*ВЫБРАННЫЙ ТЕКСТ*:
========
Примерное время чтения: 8 минут
376

Женский век. Через год Прасковья Малыхина отметит 100-летие

Еженедельник "Аргументы и Факты" № 10. "АиФ-Алтай" 04/03/2015
Елена Николаева / АиФ

– Теперь по ночам подолгу лежу без сна, вспоминаю, – говорит она, старейшая жительница села Бобровка Первомайского района. – Сколько всяко-разного пережить довелось!

Прасковья Дмитриевна родилась в 1916 году, на изломе исторических эпох. И в её собственной судьбе многое и переломалось, и перемешалось…

Сиротинка

Их семья считалась небогатой: всего хозяйства – три коровёнки да три лошадёнки. Зато детьми дом был богат. Целых семь душ! Прасковья – младшая. А потому, увы, недобрала она материнской ласки: когда девочке было всего три годика, мама умерла. В память о ней у дочки осталась кашемировая шаль да атласная юбка, которые отошли ей по наследству.

Отца своего Прасковья Дмитриевна до сих пор уважительно величает тятей, хотя воспоминаний о нём сохранила тоже немного: он умер, когда ей семь годков исполнилось. Помнит, как тятя без конца чинил единственные пимы.
========
*ЗАДАНИЕ*: Запишите дословно фрагмент очерка о Прасковье Малыхиной, который открывается словами «Прасковья Дмитриевна родилась» и завершается словами «чинил единственные пимы.». Материал к этому отношения не имеет.

*ЗАПИСАННЫЕ ДАННЫЕ*:
========
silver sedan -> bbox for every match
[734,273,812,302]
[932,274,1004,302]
========
*ОТВЕТ К ЗАДАНИЮ*:
Прасковья Дмитриевна родилась в 1916 году, на изломе исторических эпох. И в её собственной судьбе многое и переломалось, и перемешалось…

Сиротинка

Их семья считалась небогатой: всего хозяйства – три коровёнки да три лошадёнки. Зато детьми дом был богат. Целых семь душ! Прасковья – младшая. А потому, увы, недобрала она материнской ласки: когда девочке было всего три годика, мама умерла. В память о ней у дочки осталась кашемировая шаль да атласная юбка, которые отошли ей по наследству.

Отца своего Прасковья Дмитриевна до сих пор уважительно величает тятей, хотя воспоминаний о нём сохранила тоже немного: он умер, когда ей семь годков исполнилось. Помнит, как тятя без конца чинил единственные пимы.